(GIVEN PROBLEM) Rewrite as a numbered list everything in the material from the line containing "red brick facade." down to the line containing "(1033, 773)", including both of those lines and nothing outside them. Leave out any blank lines.

━━━━━━━━━━

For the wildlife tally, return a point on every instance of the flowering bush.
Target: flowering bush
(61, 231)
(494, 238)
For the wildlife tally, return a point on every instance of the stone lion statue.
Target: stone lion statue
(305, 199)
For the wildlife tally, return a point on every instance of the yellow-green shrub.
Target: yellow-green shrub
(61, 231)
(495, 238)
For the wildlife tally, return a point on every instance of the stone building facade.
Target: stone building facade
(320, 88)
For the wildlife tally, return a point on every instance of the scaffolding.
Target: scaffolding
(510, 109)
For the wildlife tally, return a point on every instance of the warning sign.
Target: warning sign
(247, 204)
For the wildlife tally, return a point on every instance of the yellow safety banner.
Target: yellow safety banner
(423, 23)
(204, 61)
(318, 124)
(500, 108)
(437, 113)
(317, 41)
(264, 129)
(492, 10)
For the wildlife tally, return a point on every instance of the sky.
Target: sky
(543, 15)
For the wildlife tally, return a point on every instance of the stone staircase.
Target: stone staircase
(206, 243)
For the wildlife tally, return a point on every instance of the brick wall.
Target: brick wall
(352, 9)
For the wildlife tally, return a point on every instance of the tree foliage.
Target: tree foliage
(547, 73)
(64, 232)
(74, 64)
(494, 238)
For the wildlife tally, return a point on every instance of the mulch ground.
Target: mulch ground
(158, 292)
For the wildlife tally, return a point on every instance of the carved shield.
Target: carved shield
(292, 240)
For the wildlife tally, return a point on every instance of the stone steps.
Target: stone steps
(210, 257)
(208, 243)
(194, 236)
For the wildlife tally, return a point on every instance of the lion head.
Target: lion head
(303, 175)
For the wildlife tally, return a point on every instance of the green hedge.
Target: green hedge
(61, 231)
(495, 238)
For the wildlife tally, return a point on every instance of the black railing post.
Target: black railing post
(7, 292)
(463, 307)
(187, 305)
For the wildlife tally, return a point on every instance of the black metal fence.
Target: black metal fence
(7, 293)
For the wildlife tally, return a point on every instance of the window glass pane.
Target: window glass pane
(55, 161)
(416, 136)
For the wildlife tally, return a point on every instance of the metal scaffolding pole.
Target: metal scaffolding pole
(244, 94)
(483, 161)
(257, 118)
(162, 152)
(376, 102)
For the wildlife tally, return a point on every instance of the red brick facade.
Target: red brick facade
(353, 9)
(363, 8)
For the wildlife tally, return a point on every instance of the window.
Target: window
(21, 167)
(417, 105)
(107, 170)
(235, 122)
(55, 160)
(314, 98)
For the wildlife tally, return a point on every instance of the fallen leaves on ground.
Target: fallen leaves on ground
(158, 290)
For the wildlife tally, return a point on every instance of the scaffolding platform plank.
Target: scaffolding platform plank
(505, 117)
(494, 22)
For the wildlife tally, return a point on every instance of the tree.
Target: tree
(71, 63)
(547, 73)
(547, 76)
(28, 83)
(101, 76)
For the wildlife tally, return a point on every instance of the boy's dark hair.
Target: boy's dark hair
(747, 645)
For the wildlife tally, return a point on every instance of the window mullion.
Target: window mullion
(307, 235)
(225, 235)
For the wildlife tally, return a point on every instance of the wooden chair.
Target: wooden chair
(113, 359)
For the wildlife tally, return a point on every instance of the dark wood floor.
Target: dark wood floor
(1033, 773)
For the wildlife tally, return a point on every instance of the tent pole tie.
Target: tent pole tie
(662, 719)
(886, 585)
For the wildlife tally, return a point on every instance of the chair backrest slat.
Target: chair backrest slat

━━━━━━━━━━

(WORKED SOLUTION)
1. For the wildlife tally, return a point on every instance of the red brick facade.
2. Target: red brick facade
3. (353, 9)
4. (363, 8)
5. For the wildlife tally, return a point on every instance of the window.
6. Target: window
7. (21, 167)
8. (417, 105)
9. (107, 170)
10. (235, 122)
11. (55, 160)
12. (314, 98)
13. For the wildlife tally, return a point on every instance of the fallen leaves on ground.
14. Target: fallen leaves on ground
15. (158, 290)
16. For the wildlife tally, return a point on every instance of the scaffolding platform plank.
17. Target: scaffolding platform plank
18. (505, 117)
19. (494, 22)
20. For the wildlife tally, return a point on every instance of the tree.
21. Target: tree
22. (71, 63)
23. (547, 73)
24. (547, 76)
25. (28, 83)
26. (101, 76)
27. For the wildlife tally, return a point on every instance of the boy's dark hair.
28. Target: boy's dark hair
29. (747, 645)
30. For the wildlife tally, return a point on every instance of the window mullion.
31. Target: window mullion
32. (307, 235)
33. (225, 235)
34. For the wildlife tally, return a point on every instance of the wooden chair.
35. Target: wooden chair
36. (113, 359)
37. For the wildlife tally, return a point on every instance of the dark wood floor.
38. Target: dark wood floor
39. (1033, 773)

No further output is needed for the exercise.